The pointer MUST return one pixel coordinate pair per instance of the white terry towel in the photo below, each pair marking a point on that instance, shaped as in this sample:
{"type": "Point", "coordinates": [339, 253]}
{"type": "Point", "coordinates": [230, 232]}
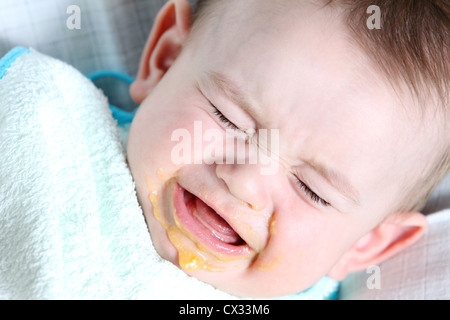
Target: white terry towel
{"type": "Point", "coordinates": [70, 223]}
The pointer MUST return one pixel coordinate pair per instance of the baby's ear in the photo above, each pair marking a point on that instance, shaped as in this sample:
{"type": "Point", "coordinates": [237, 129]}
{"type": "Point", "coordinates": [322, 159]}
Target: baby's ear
{"type": "Point", "coordinates": [170, 29]}
{"type": "Point", "coordinates": [394, 234]}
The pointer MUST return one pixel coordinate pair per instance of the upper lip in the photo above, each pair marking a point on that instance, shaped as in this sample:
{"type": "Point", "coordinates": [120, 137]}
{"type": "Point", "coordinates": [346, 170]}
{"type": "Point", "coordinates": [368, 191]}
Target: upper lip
{"type": "Point", "coordinates": [219, 210]}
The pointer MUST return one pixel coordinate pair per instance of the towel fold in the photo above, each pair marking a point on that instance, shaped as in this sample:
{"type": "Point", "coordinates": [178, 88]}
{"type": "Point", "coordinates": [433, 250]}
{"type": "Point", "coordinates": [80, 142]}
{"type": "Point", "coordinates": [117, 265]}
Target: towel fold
{"type": "Point", "coordinates": [70, 223]}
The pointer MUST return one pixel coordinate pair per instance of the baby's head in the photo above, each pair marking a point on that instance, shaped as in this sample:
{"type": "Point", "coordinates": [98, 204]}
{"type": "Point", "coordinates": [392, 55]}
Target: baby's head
{"type": "Point", "coordinates": [338, 134]}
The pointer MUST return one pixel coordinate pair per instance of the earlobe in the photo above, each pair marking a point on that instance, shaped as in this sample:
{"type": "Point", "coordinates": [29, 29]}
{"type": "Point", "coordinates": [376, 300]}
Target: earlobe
{"type": "Point", "coordinates": [394, 234]}
{"type": "Point", "coordinates": [170, 29]}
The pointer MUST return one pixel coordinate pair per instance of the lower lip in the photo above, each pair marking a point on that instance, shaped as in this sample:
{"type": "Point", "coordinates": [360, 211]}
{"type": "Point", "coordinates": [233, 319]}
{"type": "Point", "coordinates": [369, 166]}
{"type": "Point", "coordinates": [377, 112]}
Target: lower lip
{"type": "Point", "coordinates": [191, 225]}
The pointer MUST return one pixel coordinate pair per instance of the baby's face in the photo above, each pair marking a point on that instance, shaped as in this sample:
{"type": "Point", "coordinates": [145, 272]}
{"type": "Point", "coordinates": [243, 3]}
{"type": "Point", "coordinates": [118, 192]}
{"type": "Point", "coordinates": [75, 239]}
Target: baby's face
{"type": "Point", "coordinates": [334, 166]}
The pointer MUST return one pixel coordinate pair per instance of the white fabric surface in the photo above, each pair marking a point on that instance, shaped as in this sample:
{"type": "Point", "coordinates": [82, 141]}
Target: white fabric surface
{"type": "Point", "coordinates": [419, 272]}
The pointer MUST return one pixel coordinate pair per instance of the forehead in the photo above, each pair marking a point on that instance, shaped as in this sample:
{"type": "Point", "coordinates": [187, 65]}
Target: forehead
{"type": "Point", "coordinates": [297, 65]}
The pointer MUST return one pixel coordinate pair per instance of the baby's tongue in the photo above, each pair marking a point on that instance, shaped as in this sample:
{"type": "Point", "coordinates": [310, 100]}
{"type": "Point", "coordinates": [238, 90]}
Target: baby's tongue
{"type": "Point", "coordinates": [218, 226]}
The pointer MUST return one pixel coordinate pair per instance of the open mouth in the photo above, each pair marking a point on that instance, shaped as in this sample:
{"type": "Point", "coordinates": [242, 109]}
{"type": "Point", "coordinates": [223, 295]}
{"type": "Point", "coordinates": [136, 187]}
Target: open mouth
{"type": "Point", "coordinates": [208, 227]}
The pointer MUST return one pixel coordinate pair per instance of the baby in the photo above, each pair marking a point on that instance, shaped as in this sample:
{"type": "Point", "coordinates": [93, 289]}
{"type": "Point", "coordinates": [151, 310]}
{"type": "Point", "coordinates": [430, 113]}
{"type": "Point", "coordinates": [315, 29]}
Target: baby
{"type": "Point", "coordinates": [352, 120]}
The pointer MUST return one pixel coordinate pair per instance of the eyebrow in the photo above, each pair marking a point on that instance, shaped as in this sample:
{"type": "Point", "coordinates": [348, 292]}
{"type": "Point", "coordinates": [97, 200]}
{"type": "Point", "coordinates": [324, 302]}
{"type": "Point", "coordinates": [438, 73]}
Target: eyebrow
{"type": "Point", "coordinates": [220, 82]}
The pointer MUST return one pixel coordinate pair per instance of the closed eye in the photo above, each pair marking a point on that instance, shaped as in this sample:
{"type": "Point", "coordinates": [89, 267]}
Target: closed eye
{"type": "Point", "coordinates": [311, 194]}
{"type": "Point", "coordinates": [224, 119]}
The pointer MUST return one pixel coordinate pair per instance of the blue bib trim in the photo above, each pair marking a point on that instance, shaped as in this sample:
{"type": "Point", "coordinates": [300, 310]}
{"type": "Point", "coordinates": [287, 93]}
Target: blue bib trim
{"type": "Point", "coordinates": [9, 58]}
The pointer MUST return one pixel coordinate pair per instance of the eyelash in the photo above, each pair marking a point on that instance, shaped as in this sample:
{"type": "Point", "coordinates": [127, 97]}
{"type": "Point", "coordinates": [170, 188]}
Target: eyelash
{"type": "Point", "coordinates": [311, 194]}
{"type": "Point", "coordinates": [224, 119]}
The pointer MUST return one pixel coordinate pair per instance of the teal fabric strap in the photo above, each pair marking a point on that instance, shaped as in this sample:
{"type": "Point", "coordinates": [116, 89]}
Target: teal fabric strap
{"type": "Point", "coordinates": [123, 117]}
{"type": "Point", "coordinates": [9, 58]}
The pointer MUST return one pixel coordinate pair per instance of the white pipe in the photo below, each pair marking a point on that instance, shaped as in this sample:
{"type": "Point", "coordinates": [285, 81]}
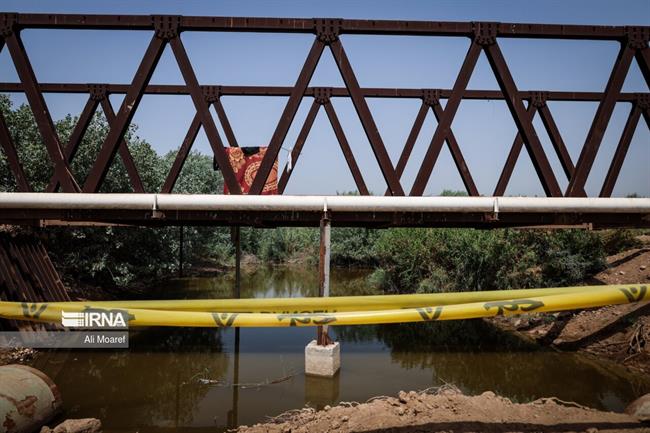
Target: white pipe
{"type": "Point", "coordinates": [190, 202]}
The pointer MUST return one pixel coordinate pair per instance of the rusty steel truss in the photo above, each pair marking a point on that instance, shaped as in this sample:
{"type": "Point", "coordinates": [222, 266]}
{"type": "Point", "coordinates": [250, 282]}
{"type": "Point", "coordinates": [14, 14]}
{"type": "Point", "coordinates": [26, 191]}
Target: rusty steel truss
{"type": "Point", "coordinates": [484, 37]}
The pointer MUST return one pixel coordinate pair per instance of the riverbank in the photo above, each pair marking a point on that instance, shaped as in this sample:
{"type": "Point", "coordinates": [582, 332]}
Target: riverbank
{"type": "Point", "coordinates": [447, 410]}
{"type": "Point", "coordinates": [620, 333]}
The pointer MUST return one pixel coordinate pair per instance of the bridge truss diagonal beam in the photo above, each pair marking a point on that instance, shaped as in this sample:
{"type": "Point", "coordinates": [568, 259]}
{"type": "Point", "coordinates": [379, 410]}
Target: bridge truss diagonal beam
{"type": "Point", "coordinates": [484, 37]}
{"type": "Point", "coordinates": [125, 114]}
{"type": "Point", "coordinates": [39, 109]}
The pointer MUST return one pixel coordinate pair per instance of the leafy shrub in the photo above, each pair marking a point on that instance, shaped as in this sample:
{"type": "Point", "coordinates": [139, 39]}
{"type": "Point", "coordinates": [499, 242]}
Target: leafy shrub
{"type": "Point", "coordinates": [616, 241]}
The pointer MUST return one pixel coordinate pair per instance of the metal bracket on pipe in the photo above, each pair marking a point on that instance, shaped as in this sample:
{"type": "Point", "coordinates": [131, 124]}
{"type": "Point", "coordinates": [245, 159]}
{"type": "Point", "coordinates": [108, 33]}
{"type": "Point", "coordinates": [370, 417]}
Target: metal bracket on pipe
{"type": "Point", "coordinates": [155, 213]}
{"type": "Point", "coordinates": [494, 216]}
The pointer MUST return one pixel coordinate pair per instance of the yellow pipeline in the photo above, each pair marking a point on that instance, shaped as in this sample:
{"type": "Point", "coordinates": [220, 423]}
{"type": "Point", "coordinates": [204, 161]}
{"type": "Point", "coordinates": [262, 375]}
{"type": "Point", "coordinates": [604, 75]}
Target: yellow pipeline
{"type": "Point", "coordinates": [554, 301]}
{"type": "Point", "coordinates": [324, 305]}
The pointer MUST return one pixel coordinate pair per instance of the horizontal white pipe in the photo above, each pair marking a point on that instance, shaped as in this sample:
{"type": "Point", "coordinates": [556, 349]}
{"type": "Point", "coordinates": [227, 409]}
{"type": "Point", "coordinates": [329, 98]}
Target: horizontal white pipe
{"type": "Point", "coordinates": [203, 202]}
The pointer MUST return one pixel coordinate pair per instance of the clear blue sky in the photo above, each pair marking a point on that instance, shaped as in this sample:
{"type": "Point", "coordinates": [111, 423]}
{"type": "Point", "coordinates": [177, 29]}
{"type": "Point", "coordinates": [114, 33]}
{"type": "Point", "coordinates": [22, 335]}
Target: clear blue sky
{"type": "Point", "coordinates": [484, 129]}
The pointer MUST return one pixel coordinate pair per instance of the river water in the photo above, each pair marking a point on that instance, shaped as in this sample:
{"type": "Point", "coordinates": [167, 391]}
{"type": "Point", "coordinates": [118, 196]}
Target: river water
{"type": "Point", "coordinates": [157, 383]}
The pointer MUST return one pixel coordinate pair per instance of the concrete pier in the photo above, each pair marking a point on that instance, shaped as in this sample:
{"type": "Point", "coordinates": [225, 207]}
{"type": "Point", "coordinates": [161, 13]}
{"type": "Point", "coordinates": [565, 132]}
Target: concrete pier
{"type": "Point", "coordinates": [323, 361]}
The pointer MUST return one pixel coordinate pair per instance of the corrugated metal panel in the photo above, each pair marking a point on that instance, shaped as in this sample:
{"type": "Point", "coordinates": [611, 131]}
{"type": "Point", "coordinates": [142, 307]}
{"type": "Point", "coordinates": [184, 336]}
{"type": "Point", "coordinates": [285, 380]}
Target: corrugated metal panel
{"type": "Point", "coordinates": [27, 275]}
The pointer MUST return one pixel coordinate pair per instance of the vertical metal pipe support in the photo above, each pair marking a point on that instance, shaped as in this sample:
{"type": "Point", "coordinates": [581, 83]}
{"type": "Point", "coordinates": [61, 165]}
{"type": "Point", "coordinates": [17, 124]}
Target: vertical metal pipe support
{"type": "Point", "coordinates": [181, 241]}
{"type": "Point", "coordinates": [324, 269]}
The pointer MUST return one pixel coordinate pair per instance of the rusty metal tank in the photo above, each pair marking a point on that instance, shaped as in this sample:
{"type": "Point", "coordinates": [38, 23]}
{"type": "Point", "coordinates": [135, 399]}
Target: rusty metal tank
{"type": "Point", "coordinates": [28, 399]}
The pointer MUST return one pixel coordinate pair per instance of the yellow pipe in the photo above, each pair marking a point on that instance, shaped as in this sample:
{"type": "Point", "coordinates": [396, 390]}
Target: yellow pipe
{"type": "Point", "coordinates": [605, 295]}
{"type": "Point", "coordinates": [323, 305]}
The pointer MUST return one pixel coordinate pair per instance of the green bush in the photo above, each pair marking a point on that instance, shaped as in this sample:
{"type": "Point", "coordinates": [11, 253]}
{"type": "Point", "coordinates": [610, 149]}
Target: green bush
{"type": "Point", "coordinates": [439, 260]}
{"type": "Point", "coordinates": [616, 241]}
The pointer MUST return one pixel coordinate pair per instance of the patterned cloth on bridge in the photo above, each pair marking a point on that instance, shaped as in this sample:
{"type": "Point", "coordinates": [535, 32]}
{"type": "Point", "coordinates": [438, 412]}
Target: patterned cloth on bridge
{"type": "Point", "coordinates": [245, 161]}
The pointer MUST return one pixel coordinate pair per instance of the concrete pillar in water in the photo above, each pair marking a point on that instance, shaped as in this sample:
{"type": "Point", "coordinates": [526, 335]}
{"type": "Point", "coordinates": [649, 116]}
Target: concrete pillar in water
{"type": "Point", "coordinates": [323, 356]}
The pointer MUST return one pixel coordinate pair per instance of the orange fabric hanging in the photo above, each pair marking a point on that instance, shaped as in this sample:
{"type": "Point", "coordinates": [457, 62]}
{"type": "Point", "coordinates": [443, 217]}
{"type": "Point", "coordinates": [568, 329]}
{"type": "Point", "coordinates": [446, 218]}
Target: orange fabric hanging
{"type": "Point", "coordinates": [246, 166]}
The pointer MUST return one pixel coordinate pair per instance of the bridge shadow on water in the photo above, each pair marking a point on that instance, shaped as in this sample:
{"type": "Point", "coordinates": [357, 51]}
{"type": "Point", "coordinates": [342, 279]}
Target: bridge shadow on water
{"type": "Point", "coordinates": [159, 383]}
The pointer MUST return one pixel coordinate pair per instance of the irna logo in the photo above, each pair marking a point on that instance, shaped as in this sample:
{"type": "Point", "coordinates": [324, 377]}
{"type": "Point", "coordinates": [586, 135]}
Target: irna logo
{"type": "Point", "coordinates": [95, 319]}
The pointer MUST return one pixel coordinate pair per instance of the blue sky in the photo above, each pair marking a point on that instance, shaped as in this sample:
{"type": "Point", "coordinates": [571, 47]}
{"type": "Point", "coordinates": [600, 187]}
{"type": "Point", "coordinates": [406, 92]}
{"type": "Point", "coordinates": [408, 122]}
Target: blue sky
{"type": "Point", "coordinates": [484, 129]}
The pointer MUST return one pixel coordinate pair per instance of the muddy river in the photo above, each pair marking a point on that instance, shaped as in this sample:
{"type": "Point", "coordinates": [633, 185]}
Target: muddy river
{"type": "Point", "coordinates": [184, 378]}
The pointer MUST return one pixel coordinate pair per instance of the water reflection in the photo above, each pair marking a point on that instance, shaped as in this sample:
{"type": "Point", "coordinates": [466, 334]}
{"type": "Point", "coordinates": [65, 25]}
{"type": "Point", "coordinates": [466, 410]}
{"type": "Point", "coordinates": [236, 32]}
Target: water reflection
{"type": "Point", "coordinates": [155, 383]}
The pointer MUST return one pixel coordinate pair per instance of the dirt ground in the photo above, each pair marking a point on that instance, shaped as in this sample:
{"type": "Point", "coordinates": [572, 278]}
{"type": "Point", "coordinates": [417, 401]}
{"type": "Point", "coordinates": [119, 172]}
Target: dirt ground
{"type": "Point", "coordinates": [620, 333]}
{"type": "Point", "coordinates": [447, 410]}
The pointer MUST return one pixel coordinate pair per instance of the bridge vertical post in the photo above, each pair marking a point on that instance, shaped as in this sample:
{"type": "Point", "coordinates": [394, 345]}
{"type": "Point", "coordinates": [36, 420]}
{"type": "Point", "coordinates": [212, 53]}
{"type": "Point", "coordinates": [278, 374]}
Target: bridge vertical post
{"type": "Point", "coordinates": [324, 271]}
{"type": "Point", "coordinates": [236, 238]}
{"type": "Point", "coordinates": [233, 413]}
{"type": "Point", "coordinates": [323, 356]}
{"type": "Point", "coordinates": [181, 230]}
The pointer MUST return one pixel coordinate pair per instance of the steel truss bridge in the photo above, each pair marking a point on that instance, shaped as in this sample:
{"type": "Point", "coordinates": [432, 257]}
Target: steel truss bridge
{"type": "Point", "coordinates": [167, 29]}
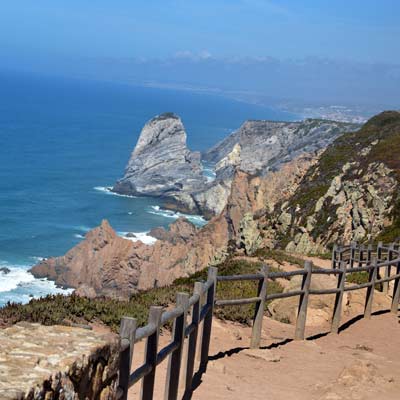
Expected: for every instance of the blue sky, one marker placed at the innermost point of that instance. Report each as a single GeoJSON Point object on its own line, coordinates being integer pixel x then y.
:::
Gather every line from the listing above in which the word "below" appears.

The pointer MUST return one pixel coordinate pair per instance of the white terry towel in the photo below, each pair marking a point on that instance, shaped as in this sample:
The pointer MUST return one pixel coordinate pair per instance of the white pipe in the photo below, each pair marking a point on that instance, shaped as in this sample:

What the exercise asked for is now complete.